Both HadAM3 and CAM3 were applied to produce 30 years (1971-2000) climate simulations. A five member ensemble is integrated forward with observed daily Reynold's Sea Surface Temperature (SST). The ensemble members were produced from perturbing the initial conditions of the SSTs as input to the models for each ensemble run.

It has been shown that ensemble forecasting is one of the best methods for reducing errors associated with climate uncertainties over individual model ensemble prediction. Therefore, increase in the number of ensemble members, directly affect the result positively. Only five members are used for the study because of insufficient computing space to simulate more ensemble members.

Statistical averages of these ensemble members' estimation of the features were used in the analysis. For better comparison of the models with the reanalysis data, the models results were interpolated to the resolution (2.5o x 2.5o) of the NCAR reanalysis I data (NCEP). In the investigation of the models to reproduce the synoptic scale features, the simulated 500hPa and 850hPa geopotential heights were analyzed and the results compared with those from NCEP reanalysis.

Anomalies of the geopotential height from the climatological mean for 30 years are calculated and a relationship is created from the pattern with that of rainfall.

The standardized anomalies calculated from the mean of daily geopotential height from a time series of 1971 through 2000 period were done to take care of the seasonal variations within the dataset. This removes dispersion in the dataset and helps to recognize the magnitude of the anomalies.

— DATA SHOWN —
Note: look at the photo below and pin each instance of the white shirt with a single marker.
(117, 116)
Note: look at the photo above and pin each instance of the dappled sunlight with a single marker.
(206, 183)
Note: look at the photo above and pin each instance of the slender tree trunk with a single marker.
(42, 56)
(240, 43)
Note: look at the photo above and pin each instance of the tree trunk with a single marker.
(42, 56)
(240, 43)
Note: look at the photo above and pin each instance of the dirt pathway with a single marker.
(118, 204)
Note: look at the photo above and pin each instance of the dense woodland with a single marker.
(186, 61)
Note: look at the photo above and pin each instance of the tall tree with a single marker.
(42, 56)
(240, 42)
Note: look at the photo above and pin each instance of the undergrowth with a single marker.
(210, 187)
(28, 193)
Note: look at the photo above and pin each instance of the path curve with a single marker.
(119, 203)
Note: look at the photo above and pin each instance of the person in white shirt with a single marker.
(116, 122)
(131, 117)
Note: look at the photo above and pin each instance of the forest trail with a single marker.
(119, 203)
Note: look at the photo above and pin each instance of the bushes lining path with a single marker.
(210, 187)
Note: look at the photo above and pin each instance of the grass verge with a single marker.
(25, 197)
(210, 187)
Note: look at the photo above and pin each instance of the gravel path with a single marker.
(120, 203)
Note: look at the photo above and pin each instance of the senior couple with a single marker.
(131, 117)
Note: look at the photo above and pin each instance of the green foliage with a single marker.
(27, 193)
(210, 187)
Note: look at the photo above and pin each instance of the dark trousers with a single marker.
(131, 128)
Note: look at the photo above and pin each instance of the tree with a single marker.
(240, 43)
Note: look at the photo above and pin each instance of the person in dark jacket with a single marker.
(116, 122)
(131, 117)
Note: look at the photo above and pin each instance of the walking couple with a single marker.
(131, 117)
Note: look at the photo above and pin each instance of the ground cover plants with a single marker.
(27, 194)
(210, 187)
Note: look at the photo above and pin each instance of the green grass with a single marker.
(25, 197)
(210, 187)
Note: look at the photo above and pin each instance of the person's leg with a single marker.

— WHAT YOU SHOULD DO —
Print the passage on climate model simulations from "Both HadAM3 and" up to and including "each ensemble run.". Rely only on the passage on climate model simulations.

— EXERCISE ANSWER —
Both HadAM3 and CAM3 were applied to produce 30 years (1971-2000) climate simulations. A five member ensemble is integrated forward with observed daily Reynold's Sea Surface Temperature (SST). The ensemble members were produced from perturbing the initial conditions of the SSTs as input to the models for each ensemble run.